__AIM__: Print the following lines again word for word, leaving nothing out.

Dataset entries
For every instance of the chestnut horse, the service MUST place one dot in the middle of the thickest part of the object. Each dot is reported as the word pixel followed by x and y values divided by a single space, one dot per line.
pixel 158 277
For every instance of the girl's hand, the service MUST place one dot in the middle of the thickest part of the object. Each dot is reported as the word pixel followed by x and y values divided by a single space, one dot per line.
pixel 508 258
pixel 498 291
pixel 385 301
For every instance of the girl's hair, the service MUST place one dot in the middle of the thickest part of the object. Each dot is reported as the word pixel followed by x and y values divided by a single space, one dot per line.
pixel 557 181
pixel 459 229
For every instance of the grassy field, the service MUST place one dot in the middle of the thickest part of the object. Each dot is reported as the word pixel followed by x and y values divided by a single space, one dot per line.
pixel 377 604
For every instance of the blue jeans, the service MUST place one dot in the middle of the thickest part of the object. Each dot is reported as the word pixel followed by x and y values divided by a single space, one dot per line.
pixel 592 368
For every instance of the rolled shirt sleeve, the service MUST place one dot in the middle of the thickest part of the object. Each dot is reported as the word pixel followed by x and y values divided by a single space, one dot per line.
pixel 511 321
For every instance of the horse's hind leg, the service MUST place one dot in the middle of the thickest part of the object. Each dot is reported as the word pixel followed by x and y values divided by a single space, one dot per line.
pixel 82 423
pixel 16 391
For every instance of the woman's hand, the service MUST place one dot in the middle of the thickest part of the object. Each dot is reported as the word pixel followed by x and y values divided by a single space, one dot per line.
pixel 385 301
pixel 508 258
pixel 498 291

__WRITTEN REPLY__:
For every instance of the chestnut horse, the service MUST place one dot in the middle of the thickest part of the object. Each dot is reported as the word pixel followed by x and y values divided by a single space, one dot per line.
pixel 158 277
For every instance of the girl's hand, the service MUST place one dot in the middle of the thickest part of the object. Each dot is reported as the word pixel followed by x and y values divided by a single space, one dot per line.
pixel 508 258
pixel 498 291
pixel 385 301
For every instance of the girl's hair, the service MUST place one dot in the middle of the thickest part of the object. Each dot is reported as the word pixel followed by x and y values divided by a single space, one dot per line.
pixel 557 181
pixel 459 229
For every instance of the grassy field, the service MUST place one dot in the middle of the thickest part of the object. Each dot is reported as the word pixel followed by x and y values divided by a single space, one dot per line.
pixel 377 604
For every instance of the blue jeans, the service MUST place one dot in the middle of the thickest part of the object. Each dot is reported as the word pixel followed by x and y values divided by a single space, one dot per line.
pixel 592 368
For every instance of the rolled shirt sleeve, the service MUST place one dot in the middle of the thickest part of the object. Each dot is reported as the word pixel followed by x and y values divided by a single space, one dot per line.
pixel 511 321
For every instance of the horse's hind leg, the service MUST place one dot in the middle of the thickest part of the object. Each dot is reported as the word pixel followed by x and y values divided by a single space, one dot per line.
pixel 82 423
pixel 16 391
For every instance of the woman's hand, the service MUST place one dot in the middle of the thickest part of the object. Each dot is reported as the word pixel followed by x and y values divided by a single space, one dot per line.
pixel 385 301
pixel 508 258
pixel 498 291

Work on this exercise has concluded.